WHAT YOU NEED TO DO> Pick up the article below on where Excel falls short for enterprise data preparation, and continue it from its final sentence.

TEXT PASSAGE>
3 Enterprise Requirements Where Data Prep with Excel is Less Than Stellar Background

3 Enterprise Requirements Where Data Prep with Excel is Less Than Stellar

October 10, 2017
· 2 min read

Excel has long been the tool for business analysts to perform lightweight data preparation tasks – identifying outliers and errors, aggregating values, and combining data into one spreadsheet for analytics.  However, all too often, business users waste time using Excel to manually profile and process data.

Truth is that Excel is inadequate for enterprise projects that comprise large-scale data sets, involve group collaboration, and require data accuracy in a short amount of time.

Among many, there are 3 areas where Excel’s limitations are – to nicely put it – limiting and too time consuming for data preparation at scale:

1) Interactive with Data Beyond 1 Million Rows: With Excel, data is limited to a million rows. Even with less than that amount, the larger the number of rows, the slower Excel gets and the greater the chance of Excel crashing – and taking all of the user’s changes down with it.

RECORD EXCERPTS>
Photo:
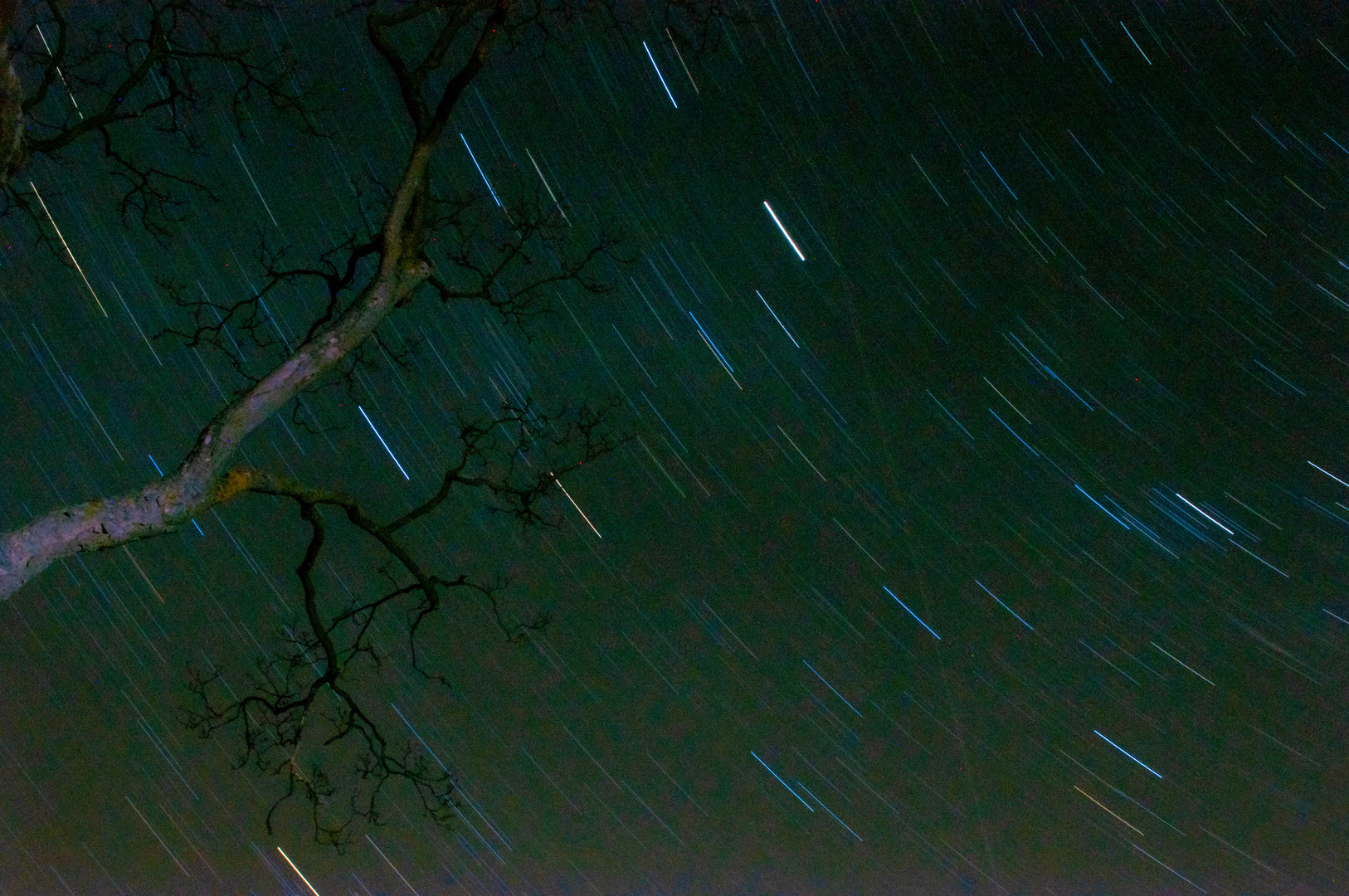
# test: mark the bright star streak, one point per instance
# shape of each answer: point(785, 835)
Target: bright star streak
point(659, 75)
point(382, 441)
point(777, 319)
point(575, 505)
point(782, 783)
point(795, 249)
point(1004, 606)
point(297, 870)
point(86, 280)
point(480, 170)
point(1215, 521)
point(1123, 751)
point(912, 614)
point(1329, 474)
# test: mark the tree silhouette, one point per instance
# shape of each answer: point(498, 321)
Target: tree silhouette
point(153, 66)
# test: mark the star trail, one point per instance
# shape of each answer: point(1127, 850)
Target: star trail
point(915, 465)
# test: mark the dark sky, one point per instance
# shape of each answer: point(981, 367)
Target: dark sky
point(995, 547)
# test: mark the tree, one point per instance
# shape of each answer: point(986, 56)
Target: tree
point(155, 72)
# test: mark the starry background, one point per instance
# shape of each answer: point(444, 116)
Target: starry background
point(996, 548)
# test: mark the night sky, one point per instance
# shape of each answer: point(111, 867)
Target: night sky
point(982, 525)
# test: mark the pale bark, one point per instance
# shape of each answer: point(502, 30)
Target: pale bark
point(202, 480)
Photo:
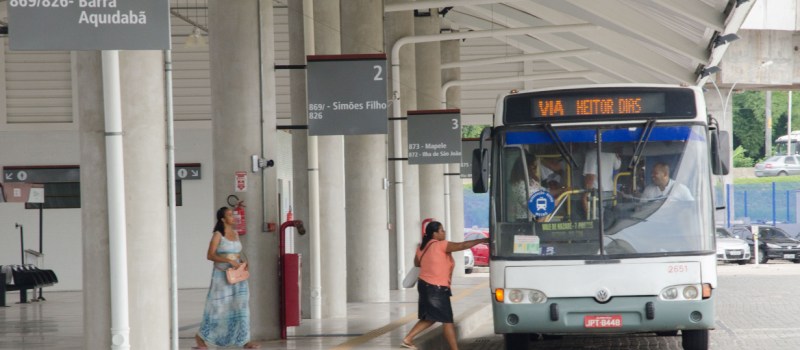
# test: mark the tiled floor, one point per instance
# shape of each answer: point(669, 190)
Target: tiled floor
point(58, 322)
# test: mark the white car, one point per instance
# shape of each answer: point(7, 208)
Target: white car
point(469, 261)
point(730, 248)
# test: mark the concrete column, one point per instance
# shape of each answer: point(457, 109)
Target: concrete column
point(429, 87)
point(243, 124)
point(451, 52)
point(297, 77)
point(142, 93)
point(144, 140)
point(365, 166)
point(333, 224)
point(399, 25)
point(94, 203)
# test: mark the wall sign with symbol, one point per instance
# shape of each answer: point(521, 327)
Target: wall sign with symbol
point(241, 181)
point(188, 171)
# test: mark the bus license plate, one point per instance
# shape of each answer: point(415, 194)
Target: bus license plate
point(609, 321)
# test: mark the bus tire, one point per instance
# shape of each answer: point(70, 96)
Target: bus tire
point(516, 341)
point(696, 339)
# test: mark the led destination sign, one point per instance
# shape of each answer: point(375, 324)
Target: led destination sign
point(601, 103)
point(598, 105)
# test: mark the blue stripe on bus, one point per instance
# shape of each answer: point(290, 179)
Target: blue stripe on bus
point(661, 133)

OUTPUT FOR THIS EXERCISE>
2) Data Profiling: To profile data in Excel, users typically create filters and pivot tables – but problems arise when a column contains thousands of distinct values or when there are duplicates resulting from different spellings. And because Excel filters have no visual representation for each value, the user must switch back and forth between pivot tables and filtered data to get a (partial) understanding of the data.

3) Data Governance and Trust: With Excel, there is no actual audit trail or data lineage. You can’t see the steps taken to cleanse a particular dataset, aside from spending your time making sense out of complex macros. And even with that, you must save every version of Excel and apply comments to mark significant changes.

These requirements and more demonstrate where data preparation with Excel entirely lacks ‘enterprise’ readiness.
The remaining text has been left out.